#### Exercise brief:
Scan the records and identify every line in which the string "rough" occurs, then return those lines.

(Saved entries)
-- -- --

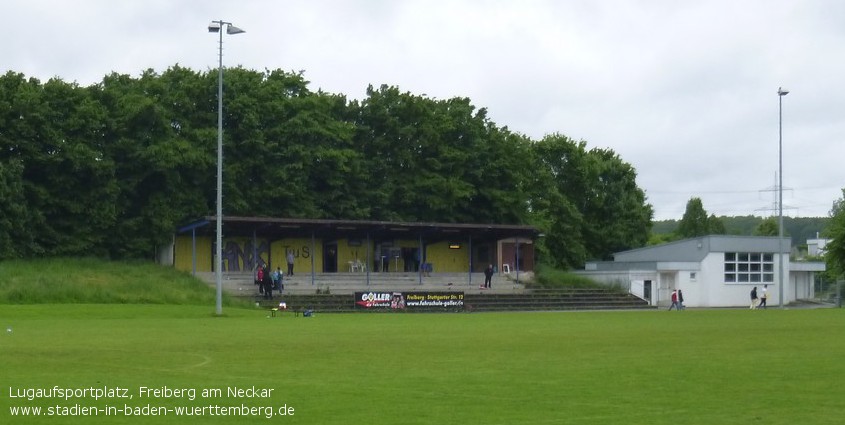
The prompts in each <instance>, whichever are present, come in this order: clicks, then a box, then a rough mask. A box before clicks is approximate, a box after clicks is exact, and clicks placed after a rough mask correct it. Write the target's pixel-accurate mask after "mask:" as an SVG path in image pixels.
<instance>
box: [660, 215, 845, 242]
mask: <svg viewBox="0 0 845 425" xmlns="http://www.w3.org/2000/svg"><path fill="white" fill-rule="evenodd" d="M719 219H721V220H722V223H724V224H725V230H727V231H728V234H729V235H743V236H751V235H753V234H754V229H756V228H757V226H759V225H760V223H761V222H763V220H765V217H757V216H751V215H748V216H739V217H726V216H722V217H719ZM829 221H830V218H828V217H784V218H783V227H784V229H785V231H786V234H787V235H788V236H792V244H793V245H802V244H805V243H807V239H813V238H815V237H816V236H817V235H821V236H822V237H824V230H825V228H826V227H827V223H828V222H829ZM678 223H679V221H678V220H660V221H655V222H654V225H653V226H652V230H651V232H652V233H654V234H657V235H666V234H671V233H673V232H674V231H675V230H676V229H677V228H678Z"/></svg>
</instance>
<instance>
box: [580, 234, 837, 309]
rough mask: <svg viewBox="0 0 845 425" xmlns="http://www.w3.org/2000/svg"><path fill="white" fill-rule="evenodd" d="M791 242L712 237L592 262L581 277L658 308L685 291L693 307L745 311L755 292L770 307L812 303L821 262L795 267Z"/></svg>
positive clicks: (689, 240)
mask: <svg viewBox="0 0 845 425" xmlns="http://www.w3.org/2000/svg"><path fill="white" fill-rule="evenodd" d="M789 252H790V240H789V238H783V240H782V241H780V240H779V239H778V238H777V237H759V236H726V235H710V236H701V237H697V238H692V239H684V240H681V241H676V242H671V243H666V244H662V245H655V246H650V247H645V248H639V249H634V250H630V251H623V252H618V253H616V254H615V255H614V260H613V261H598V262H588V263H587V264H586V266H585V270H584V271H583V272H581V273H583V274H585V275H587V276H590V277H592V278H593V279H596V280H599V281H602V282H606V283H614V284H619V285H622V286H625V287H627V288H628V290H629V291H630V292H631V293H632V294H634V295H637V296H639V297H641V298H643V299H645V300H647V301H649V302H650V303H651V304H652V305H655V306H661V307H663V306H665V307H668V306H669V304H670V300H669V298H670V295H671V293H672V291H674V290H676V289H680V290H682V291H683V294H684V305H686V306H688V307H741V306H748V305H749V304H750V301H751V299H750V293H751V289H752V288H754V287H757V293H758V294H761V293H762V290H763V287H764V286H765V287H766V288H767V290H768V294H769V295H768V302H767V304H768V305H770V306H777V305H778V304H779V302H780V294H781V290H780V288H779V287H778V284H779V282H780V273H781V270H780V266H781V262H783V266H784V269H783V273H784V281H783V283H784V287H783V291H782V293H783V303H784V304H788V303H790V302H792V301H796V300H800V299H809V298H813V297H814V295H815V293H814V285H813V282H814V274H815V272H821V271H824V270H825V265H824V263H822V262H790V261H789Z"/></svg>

-- -- --

#### Response:
The prompts in each <instance>, whichever are present, come in this order: clicks, then a box, then a rough mask. A box before clicks is approximate, a box after clicks is exact, and clicks placed after a rough mask correct it. Write the target's pixel-accurate mask after "mask:" as an SVG path in image pixels.
rough mask: <svg viewBox="0 0 845 425" xmlns="http://www.w3.org/2000/svg"><path fill="white" fill-rule="evenodd" d="M791 242L712 237L592 262L581 277L658 308L685 291L693 307L745 311L755 292L770 307L812 303L821 262L795 267Z"/></svg>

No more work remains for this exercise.